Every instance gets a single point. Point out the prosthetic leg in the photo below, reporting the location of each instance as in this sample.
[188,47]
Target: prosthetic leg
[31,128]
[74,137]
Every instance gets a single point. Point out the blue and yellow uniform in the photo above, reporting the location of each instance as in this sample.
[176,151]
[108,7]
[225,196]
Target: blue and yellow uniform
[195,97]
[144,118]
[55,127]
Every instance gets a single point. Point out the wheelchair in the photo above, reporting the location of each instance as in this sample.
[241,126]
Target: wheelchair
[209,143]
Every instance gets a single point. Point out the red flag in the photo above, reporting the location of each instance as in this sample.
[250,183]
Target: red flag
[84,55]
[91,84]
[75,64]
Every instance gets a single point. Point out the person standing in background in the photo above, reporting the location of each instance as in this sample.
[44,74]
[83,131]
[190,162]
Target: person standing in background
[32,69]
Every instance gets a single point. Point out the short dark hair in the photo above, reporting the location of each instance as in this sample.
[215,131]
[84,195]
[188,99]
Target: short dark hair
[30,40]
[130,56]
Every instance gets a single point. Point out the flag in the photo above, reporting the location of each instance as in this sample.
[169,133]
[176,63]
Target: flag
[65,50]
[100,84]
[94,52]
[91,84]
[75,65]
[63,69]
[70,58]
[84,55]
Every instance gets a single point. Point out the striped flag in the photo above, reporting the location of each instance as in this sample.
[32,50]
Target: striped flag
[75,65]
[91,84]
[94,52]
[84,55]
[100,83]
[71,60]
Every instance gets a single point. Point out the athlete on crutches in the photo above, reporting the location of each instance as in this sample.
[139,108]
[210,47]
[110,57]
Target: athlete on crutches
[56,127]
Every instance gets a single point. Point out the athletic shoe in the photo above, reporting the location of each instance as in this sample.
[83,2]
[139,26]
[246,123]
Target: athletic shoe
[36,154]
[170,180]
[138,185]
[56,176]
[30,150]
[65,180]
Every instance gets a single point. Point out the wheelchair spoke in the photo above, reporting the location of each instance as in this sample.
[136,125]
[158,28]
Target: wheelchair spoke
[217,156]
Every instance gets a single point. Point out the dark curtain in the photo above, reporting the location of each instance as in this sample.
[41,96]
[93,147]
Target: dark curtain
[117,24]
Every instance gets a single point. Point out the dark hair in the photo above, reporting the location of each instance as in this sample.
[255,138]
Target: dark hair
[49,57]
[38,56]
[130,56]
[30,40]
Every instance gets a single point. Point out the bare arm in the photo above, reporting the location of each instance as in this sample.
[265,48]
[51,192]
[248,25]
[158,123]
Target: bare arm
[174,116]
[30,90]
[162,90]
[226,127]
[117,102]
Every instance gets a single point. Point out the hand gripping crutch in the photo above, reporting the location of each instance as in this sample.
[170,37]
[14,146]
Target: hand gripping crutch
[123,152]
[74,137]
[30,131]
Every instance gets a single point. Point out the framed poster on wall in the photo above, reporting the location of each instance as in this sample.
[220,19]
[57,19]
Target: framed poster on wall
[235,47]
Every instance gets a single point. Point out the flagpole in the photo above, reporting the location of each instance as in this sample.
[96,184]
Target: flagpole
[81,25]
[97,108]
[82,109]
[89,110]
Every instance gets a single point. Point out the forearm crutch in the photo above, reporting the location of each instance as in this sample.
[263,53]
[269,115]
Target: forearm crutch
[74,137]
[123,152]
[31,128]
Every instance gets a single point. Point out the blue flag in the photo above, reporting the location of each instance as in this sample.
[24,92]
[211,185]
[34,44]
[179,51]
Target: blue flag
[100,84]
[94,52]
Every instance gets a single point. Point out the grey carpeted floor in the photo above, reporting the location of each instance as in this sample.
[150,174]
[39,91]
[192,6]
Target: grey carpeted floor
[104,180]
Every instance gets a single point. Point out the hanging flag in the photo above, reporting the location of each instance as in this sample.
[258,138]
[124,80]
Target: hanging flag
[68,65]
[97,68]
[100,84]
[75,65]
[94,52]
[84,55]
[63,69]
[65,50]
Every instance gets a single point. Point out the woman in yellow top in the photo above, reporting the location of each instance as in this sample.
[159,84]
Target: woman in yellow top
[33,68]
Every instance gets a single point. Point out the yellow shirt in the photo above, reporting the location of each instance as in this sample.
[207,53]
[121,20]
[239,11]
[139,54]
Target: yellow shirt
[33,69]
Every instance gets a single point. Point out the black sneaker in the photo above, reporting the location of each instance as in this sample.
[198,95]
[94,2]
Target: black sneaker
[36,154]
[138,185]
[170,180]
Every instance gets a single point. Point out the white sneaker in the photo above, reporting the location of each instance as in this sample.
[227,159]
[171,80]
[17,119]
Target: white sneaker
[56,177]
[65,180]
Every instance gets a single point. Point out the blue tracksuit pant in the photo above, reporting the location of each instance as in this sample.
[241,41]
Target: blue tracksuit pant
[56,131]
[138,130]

______________________________

> PROMPT:
What is needed is an exact repetition of the lines from the first line of the records through the line containing "Every instance gets a single point. Point out the person", both ends included, and nothing more.

> OUTPUT OF THE EXERCISE:
Every instance gets a single point. Point out the prosthetic leg in the photo below, reporting the location of each instance as in this sample.
[188,47]
Target: prosthetic leg
[31,128]
[74,137]
Every instance gets a single point. Point out the blue and yellow uniform in the photo above, reporting the location of each instance as in this sample.
[176,151]
[108,7]
[225,196]
Target: blue and yellow uniform
[195,97]
[144,118]
[55,127]
Every instance gets a single point. Point out the wheelchair in the photo above, reporting the location of each instance as in this sample.
[241,126]
Target: wheelchair
[209,143]
Every instance gets a single point. Point out the red flag in the photo above, reporting the location of each instance as in this sample.
[250,183]
Target: red flag
[84,55]
[91,84]
[75,64]
Every instance gets a single point. Point out the person standing in background in the photo above, reporting the location of each instance as in this sample.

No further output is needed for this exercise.